True, it was more making-of than movie; Filming Othello
was commissioned by West German television to accompany an up-coming screening
of his 1952 Shakespeare adaptation. Typically of Welles, the project was tinged with
disaster – all his insert shots were lost by a producer - leaving the film
consisting of Welles talking straight to camera while sat behind editing desks,
books and water bottles in an effort to disguise just how much weight he had
now put on.
Finished four years too late, Welles raconteurial skills
still won over the critics in its few screenings, but as there was little
demand for such a niche project in the 70s, and with no home video market, the
film faded into obscurity. The re-release of Othello in 1992 seemed the ideal
time to dust-off the film but the on-going feud between Welles’ daughter
Beatrice, who owns Othello, and his mistress Oja Kodar, who owns Filming
Othello, prevented it. Somewhat ironically, Welles follow-up, the unfinished
Filming the Trial, has fallen into the public domain and is free for all to see.
The Pied Piper of
Cleveland: A Day in the Life of a Famous Disc Jockey
So little is known about this music documentary it may be a
lost film. Some have even doubted that it ever existed at all, but there’s
evidence that it was made and that it was screened for an audience at least
once. What’s so special about it? Only that it features the first ever recorded
performance of Elvis Presley, that’s all.
The film was a tribute to famous DJ Bill Randle, who
financed the film himself and arranged for performances by Elvis, Bill Haley,
Johnnie Ray, La Vern Baker and others at Cleveland’s Brooklyn High School.
· · · · · · ·
▸ EXERCISES:
1. List the performers the film passage names as appearing at Cleveland's Brooklyn High School.
2. According to the film passage, who owns Othello?
3. Print the film passage starting at the words "True, it was" and ending after the words "now put on.".

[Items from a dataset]
· · · · · · ·
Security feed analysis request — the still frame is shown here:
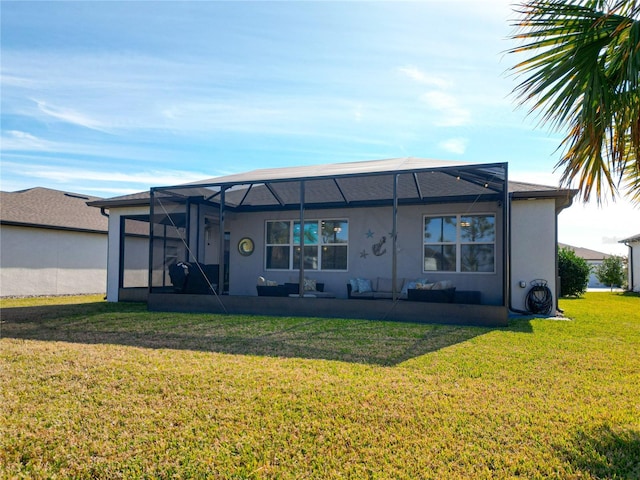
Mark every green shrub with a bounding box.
[595,255,626,288]
[558,248,591,297]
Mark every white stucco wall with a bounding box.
[0,225,107,296]
[510,199,562,310]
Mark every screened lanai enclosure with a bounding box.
[138,158,509,324]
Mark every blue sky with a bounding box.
[0,0,640,253]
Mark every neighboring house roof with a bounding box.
[618,233,640,244]
[89,157,575,210]
[558,243,611,261]
[0,187,108,233]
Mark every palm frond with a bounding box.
[509,0,640,205]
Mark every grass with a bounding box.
[0,293,640,479]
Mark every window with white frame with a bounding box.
[265,219,349,270]
[423,214,496,273]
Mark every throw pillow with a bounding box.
[304,278,316,292]
[357,278,373,293]
[400,280,418,295]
· · · · · · ·
▸ RESULTS BY TASK:
1. Elvis Presley, Bill Haley, Johnnie Ray, La Vern Baker

2. Welles' daughter Beatrice.

3.
True, it was more making-of than movie; Filming Othello
was commissioned by West German television to accompany an up-coming screening
of his 1952 Shakespeare adaptation. Typically of Welles, the project was tinged with
disaster – all his insert shots were lost by a producer - leaving the film
consisting of Welles talking straight to camera while sat behind editing desks,
books and water bottles in an effort to disguise just how much weight he had
now put on.